TASK TO CARRY OUT: Copy out every entry that follows, without a single picture.
----- EXERCISE INPUT
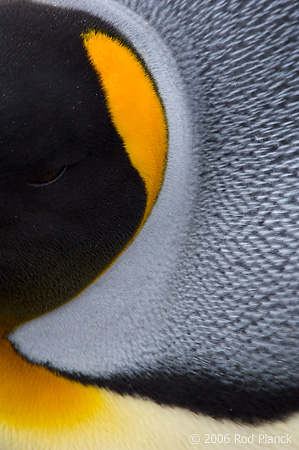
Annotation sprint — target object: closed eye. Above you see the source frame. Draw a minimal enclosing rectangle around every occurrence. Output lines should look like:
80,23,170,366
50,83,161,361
28,165,67,186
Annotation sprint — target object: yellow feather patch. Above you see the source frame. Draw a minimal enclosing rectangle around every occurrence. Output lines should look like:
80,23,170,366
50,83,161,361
0,335,109,428
81,30,168,223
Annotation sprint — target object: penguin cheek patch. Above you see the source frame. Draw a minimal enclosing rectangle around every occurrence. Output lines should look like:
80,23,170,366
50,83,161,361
81,31,168,226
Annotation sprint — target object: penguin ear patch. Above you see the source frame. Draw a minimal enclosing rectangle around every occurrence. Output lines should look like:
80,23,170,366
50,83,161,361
81,30,168,223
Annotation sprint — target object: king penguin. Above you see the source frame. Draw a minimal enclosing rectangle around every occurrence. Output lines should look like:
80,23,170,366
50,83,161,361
0,0,298,449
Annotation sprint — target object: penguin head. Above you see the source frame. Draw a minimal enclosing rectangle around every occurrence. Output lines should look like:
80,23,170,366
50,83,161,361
1,0,298,438
0,1,167,328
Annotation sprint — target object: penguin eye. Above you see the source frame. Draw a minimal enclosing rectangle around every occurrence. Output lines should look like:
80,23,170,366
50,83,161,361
29,166,66,186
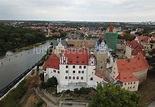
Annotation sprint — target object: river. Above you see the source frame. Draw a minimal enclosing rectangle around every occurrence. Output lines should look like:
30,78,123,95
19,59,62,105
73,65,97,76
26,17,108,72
0,41,50,90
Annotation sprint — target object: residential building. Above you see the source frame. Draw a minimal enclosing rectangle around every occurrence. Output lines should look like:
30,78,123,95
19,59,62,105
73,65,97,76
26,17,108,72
110,52,149,91
135,36,151,52
125,40,145,58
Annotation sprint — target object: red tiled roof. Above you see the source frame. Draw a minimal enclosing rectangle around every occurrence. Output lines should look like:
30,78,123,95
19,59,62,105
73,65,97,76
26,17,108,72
126,40,144,56
95,73,107,81
116,52,149,73
116,71,138,82
138,36,148,43
115,52,149,82
132,47,145,56
126,40,143,49
43,54,60,69
95,73,104,79
108,25,114,32
62,50,89,65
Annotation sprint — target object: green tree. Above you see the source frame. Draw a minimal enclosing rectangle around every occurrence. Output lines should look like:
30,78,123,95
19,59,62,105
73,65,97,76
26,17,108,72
46,77,58,88
89,84,140,107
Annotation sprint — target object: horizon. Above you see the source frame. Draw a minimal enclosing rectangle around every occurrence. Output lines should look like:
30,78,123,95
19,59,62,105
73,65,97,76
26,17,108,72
1,0,155,22
0,19,154,23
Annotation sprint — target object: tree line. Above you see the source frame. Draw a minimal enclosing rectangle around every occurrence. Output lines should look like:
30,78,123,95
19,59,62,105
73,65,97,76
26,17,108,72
0,25,46,56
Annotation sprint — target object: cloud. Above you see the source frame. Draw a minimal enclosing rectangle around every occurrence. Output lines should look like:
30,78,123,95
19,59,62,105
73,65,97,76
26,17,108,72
0,0,155,21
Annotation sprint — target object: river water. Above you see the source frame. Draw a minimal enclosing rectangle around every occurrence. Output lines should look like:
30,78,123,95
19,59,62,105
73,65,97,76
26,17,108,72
0,41,50,90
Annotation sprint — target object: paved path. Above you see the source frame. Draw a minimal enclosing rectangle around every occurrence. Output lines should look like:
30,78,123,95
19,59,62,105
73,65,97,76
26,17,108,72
35,88,58,107
148,101,155,107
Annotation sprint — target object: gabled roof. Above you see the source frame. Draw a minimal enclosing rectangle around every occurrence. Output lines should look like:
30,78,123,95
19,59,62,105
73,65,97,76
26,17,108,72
62,50,89,65
115,52,149,82
116,52,149,73
43,54,60,69
126,40,143,49
137,36,148,43
126,40,145,56
95,73,107,81
116,71,138,82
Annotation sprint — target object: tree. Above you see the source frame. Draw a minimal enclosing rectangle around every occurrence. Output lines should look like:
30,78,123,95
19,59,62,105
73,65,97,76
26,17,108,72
45,77,58,88
89,84,140,107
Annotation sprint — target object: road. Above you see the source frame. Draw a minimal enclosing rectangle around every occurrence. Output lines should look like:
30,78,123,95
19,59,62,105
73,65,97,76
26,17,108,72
35,87,58,107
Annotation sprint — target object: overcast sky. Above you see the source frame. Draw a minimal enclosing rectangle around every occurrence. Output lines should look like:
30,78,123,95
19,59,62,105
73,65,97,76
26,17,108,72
0,0,155,22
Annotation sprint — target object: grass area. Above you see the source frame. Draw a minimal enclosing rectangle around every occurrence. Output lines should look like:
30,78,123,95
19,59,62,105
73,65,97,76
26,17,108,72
15,43,43,52
137,70,155,107
0,80,28,107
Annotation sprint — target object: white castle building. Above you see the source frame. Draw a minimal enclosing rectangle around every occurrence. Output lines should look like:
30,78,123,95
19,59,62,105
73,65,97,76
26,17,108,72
43,50,107,92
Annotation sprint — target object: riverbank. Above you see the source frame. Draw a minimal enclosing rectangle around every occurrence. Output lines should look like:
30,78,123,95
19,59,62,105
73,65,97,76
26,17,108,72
0,42,47,60
15,43,43,52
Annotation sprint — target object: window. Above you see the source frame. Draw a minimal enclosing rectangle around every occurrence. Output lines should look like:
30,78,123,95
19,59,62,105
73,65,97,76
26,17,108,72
----------
ANSWER BELOW:
Annotation sprint — target object: closed eye. Above you see the source frame. Draw a minimal enclosing rectangle around every occurrence. Output lines should look like:
80,23,170,366
50,83,161,361
28,165,67,186
Annotation sprint — target object: yellow feather patch. Above you see the source frame. Draw a minimal enclosing rectangle around every occurrence. Output lines should look like:
80,23,170,366
50,83,161,361
0,335,109,428
81,30,168,223
Annotation sprint — target object: penguin cheek patch. Above you see the source frame. Draw a minimal enclosing rectangle around every occurrence. Output lines should look like:
80,23,170,366
50,83,161,361
81,31,168,226
Annotation sprint — target object: penguin ear patch. Above you see the source frame. Draw a minimal enclosing rectangle around every occurrence. Output lines should look like:
80,23,170,366
50,83,161,361
81,30,168,223
Annotation sprint — target object: king penguin. Above you see the source frame. Draw a minimal enclosing rectangle around every occurrence. Output lines should look like:
80,23,170,366
50,83,161,361
0,0,298,449
Annotation sprint — target object: penguin head. Above you see the source frame. Draw a minimal enclosing rectangle around every occurrence. Output lines should look like:
80,23,170,366
50,83,161,361
1,0,298,438
0,1,167,328
Annotation sprint — target object: penguin eye. Above you see the source frame. Draw a minimal enclosing rectangle around every occurrence. Output lines should look like:
80,23,170,366
50,83,161,361
29,166,66,186
Annotation sprint — target object: river. Above you see the source frame. Draw a minimal enclosing rectangle around every occurrence. Output lines should look like:
30,78,123,95
19,59,62,105
73,65,97,76
26,17,108,72
0,41,50,90
Annotation sprint — target object: residential building. Above you see the source frame. Draw a minimal enclosing rectangle around every occurrence. Output lines should look like:
30,78,123,95
19,59,62,105
73,65,97,76
26,17,108,72
110,52,149,91
135,36,151,52
125,40,145,58
Annotation sprint — target object: red tiled roof. Above you see the source frame. Draw a minimal enclosing rectangle around every occurrence. Output lines should look like:
30,78,123,95
19,59,62,105
73,65,97,76
26,17,108,72
126,40,144,56
95,73,107,81
116,52,149,73
116,71,138,82
138,36,148,43
115,52,149,82
132,47,145,56
126,40,143,49
43,54,60,69
95,73,104,79
108,25,114,32
62,50,89,65
Annotation sprint — target object: green tree. Above you see the source frame. Draw a minimal enclosing rectangle around every occurrence. Output lines should look like:
30,78,123,95
19,59,62,105
73,65,97,76
26,17,108,72
46,77,58,88
89,84,140,107
Annotation sprint — target object: horizon. Above you see the source frame. Draw a minimal enclosing rectangle around every occurrence. Output lines should look like:
30,78,123,95
19,59,62,105
73,65,97,76
26,17,108,72
1,0,155,22
0,19,154,23
Annotation sprint — target object: tree line. Above you see the source frame. Draw a minimal enclosing rectangle around every occurrence. Output lines should look like:
30,78,123,95
19,59,62,105
73,65,97,76
26,17,108,72
0,25,46,56
Annotation sprint — target object: cloud. Above you see the source frame. Draw a minimal enclosing rectangle around every occurrence. Output lines should look like:
30,78,123,95
19,59,62,105
73,65,97,76
26,17,108,72
0,0,155,21
Annotation sprint — target object: river water. Above you see the source frame. Draw a minimal enclosing rectangle around every occurrence. Output lines should look like:
30,78,123,95
19,59,62,105
73,65,97,76
26,17,108,72
0,41,50,90
Annotation sprint — target object: paved path. Above you see the source frame. Draw a minimal enclosing rectangle around every occurrence. Output lines should look like:
30,78,123,95
19,59,62,105
73,65,97,76
26,17,108,72
35,88,58,107
148,101,155,107
Annotation sprint — target object: gabled roof. Above you see the source frame. Draw a minimal enclosing rectangle around every occurrence. Output lines should look like:
30,78,123,95
19,59,62,105
73,65,97,76
26,17,108,72
62,50,89,65
115,52,149,82
116,52,149,73
43,54,60,69
126,40,143,49
137,36,148,43
126,40,145,56
95,73,107,81
116,71,138,82
Annotation sprint — target object: tree. Above you see the source frame. Draw a minimal enclosing rectangle around every occurrence. Output lines should look like:
30,78,123,95
19,59,62,105
73,65,97,76
26,17,108,72
45,77,58,88
89,84,140,107
Annotation sprint — target object: road. Above you see the source frame. Draw a minimal enclosing rectangle around every occurrence. Output lines should look like:
30,78,123,95
19,59,62,105
73,65,97,76
26,17,108,72
35,87,58,107
Annotation sprint — target object: overcast sky. Above you see the source frame. Draw a minimal enclosing rectangle around every occurrence. Output lines should look like:
30,78,123,95
19,59,62,105
73,65,97,76
26,17,108,72
0,0,155,22
Annotation sprint — target object: grass area. Above you see the source frame. Draw a minimal enclosing rectangle around every occurrence. Output lines should look like:
30,78,123,95
19,59,62,105
73,65,97,76
26,17,108,72
15,43,43,52
137,70,155,107
0,80,28,107
Annotation sprint — target object: white castle building. Above you see the source frame. Draw a minimal enclosing rectangle around every occurrence. Output lines should look like:
30,78,123,95
19,59,62,105
73,65,97,76
26,17,108,72
43,50,107,92
Annotation sprint — target object: riverbank. Above you see the source frame. Draw a minimal enclosing rectangle around every occurrence. Output lines should look like:
30,78,123,95
19,59,62,105
73,65,97,76
26,17,108,72
0,42,47,60
15,43,43,52
Annotation sprint — target object: window. Above you see the source frame. Draw a minimal enclosing rectangle around every occurrence. Output lines should look like:
30,78,123,95
19,59,62,105
73,65,97,76
26,17,108,72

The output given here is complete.